- DATA FOR THE TASK:

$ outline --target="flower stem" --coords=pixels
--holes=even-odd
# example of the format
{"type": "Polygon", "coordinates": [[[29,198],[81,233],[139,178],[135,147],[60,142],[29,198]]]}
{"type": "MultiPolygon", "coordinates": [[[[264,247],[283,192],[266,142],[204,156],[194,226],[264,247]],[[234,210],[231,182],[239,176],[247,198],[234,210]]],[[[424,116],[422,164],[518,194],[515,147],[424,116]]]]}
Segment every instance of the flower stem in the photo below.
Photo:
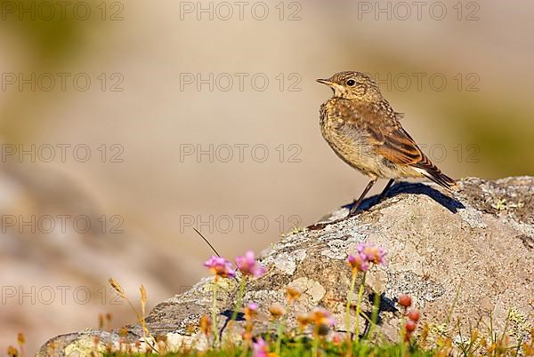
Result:
{"type": "Polygon", "coordinates": [[[217,329],[217,277],[214,279],[214,304],[212,305],[212,327],[215,338],[215,346],[219,345],[219,330],[217,329]]]}
{"type": "Polygon", "coordinates": [[[351,280],[351,289],[349,290],[349,295],[347,297],[347,307],[345,309],[345,328],[347,330],[347,341],[351,340],[351,302],[352,301],[352,295],[354,294],[354,285],[356,285],[356,272],[352,273],[352,279],[351,280]]]}
{"type": "MultiPolygon", "coordinates": [[[[317,329],[317,328],[316,328],[317,329]]],[[[313,345],[312,346],[312,356],[317,357],[319,353],[319,334],[313,336],[313,345]]]]}
{"type": "Polygon", "coordinates": [[[280,350],[282,348],[282,333],[283,333],[282,321],[279,321],[277,330],[276,330],[276,334],[278,335],[276,337],[276,355],[277,356],[280,355],[280,350]]]}
{"type": "Polygon", "coordinates": [[[380,299],[379,294],[375,293],[375,301],[373,302],[373,313],[371,314],[371,322],[369,325],[369,330],[367,333],[368,338],[371,337],[373,328],[376,325],[376,320],[378,319],[378,311],[380,310],[380,299]]]}
{"type": "Polygon", "coordinates": [[[366,275],[367,275],[367,272],[364,272],[363,278],[361,278],[361,282],[360,283],[360,290],[358,291],[358,302],[356,304],[356,330],[355,330],[356,341],[360,340],[360,313],[361,311],[361,297],[363,296],[363,288],[365,286],[366,275]]]}

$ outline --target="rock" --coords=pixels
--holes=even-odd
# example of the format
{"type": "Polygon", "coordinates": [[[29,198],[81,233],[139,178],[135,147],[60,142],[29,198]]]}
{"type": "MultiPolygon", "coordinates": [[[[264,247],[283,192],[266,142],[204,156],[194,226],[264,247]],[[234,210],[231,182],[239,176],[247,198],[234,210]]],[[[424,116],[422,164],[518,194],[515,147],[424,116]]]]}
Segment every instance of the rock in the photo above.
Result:
{"type": "MultiPolygon", "coordinates": [[[[387,251],[386,265],[368,272],[363,295],[365,313],[373,293],[381,294],[379,321],[387,338],[399,336],[401,313],[395,300],[401,293],[412,297],[432,333],[453,340],[457,339],[457,319],[464,332],[470,323],[474,327],[481,317],[489,321],[490,316],[495,329],[502,330],[510,312],[514,321],[522,321],[518,333],[528,332],[534,291],[534,178],[465,178],[455,199],[438,190],[433,184],[397,184],[383,202],[368,199],[367,210],[358,216],[336,220],[348,212],[343,208],[264,251],[261,260],[267,273],[247,284],[244,298],[245,304],[260,305],[255,330],[270,328],[267,308],[275,302],[286,305],[289,286],[303,292],[289,309],[289,321],[320,305],[334,314],[336,329],[344,330],[351,280],[345,261],[365,242],[387,251]]],[[[181,344],[198,338],[199,319],[211,308],[212,282],[204,278],[190,290],[158,305],[147,319],[151,334],[181,344]]],[[[219,289],[220,329],[226,326],[237,290],[236,280],[223,284],[219,289]]],[[[128,329],[130,341],[142,336],[138,325],[128,329]]],[[[481,329],[485,328],[481,325],[481,329]]],[[[56,355],[80,353],[83,348],[72,346],[85,345],[94,336],[101,341],[119,340],[118,331],[86,330],[53,338],[39,355],[51,355],[51,345],[56,355]]]]}

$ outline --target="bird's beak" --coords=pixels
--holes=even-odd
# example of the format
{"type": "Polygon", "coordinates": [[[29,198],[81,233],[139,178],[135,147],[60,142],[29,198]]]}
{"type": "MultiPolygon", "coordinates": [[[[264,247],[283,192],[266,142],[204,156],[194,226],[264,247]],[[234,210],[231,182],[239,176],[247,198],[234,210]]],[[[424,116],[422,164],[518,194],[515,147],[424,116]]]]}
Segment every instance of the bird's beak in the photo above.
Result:
{"type": "Polygon", "coordinates": [[[321,84],[327,84],[327,85],[334,84],[332,82],[328,81],[328,79],[318,79],[317,82],[321,84]]]}

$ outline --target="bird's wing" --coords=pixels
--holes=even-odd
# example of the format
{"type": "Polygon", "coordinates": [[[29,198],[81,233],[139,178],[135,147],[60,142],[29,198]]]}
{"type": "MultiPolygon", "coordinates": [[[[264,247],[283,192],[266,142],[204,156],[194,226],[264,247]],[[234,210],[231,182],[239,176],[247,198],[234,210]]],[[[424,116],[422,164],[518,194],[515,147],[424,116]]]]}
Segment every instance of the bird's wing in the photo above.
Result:
{"type": "Polygon", "coordinates": [[[416,165],[428,161],[387,103],[382,106],[351,103],[342,109],[342,115],[344,125],[366,133],[375,152],[392,163],[416,165]]]}

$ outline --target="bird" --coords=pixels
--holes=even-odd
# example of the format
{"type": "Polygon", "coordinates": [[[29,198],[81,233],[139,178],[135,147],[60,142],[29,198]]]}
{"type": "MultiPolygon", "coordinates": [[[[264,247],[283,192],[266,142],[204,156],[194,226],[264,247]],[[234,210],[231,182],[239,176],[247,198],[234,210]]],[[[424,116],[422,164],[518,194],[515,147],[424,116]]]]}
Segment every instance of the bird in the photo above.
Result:
{"type": "Polygon", "coordinates": [[[402,113],[393,110],[378,84],[361,72],[339,72],[317,82],[334,95],[320,106],[320,131],[334,152],[370,181],[351,207],[349,217],[378,178],[389,178],[381,202],[395,180],[427,178],[452,194],[456,180],[442,173],[400,124],[402,113]]]}

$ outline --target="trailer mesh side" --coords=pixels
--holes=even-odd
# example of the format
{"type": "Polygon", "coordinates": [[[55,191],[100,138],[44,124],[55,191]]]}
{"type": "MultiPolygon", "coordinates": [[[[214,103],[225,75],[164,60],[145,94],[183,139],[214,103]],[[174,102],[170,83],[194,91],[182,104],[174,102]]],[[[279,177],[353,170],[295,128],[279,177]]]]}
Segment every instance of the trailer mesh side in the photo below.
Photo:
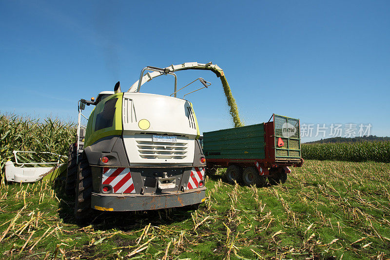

- WHAT YOU HAVE TO DO:
Pull out each line of the records above that contains the word "bird".

- TASK SOLUTION:
$ outline --target="bird's beak" --coords=pixels
Segment every instance of the bird's beak in the photo above.
$ outline --target="bird's wing" --coords=pixels
Segment every instance of the bird's wing in the photo above.
$ outline --target="bird" --coords=pixels
Segment every instance of the bird in the photo above.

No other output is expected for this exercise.